--- START ---

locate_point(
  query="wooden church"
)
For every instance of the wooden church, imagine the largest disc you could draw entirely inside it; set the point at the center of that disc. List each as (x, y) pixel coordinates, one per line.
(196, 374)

--- END ---

Extract, exactly, the lines above that begin at the line containing "For every instance" and end at the final line of the records; add no other text.

For every instance of the wooden church, imagine the largest disc you could draw entirely inside it; set the point at the center of that disc. List each as (x, y) pixel coordinates, one per line.
(196, 374)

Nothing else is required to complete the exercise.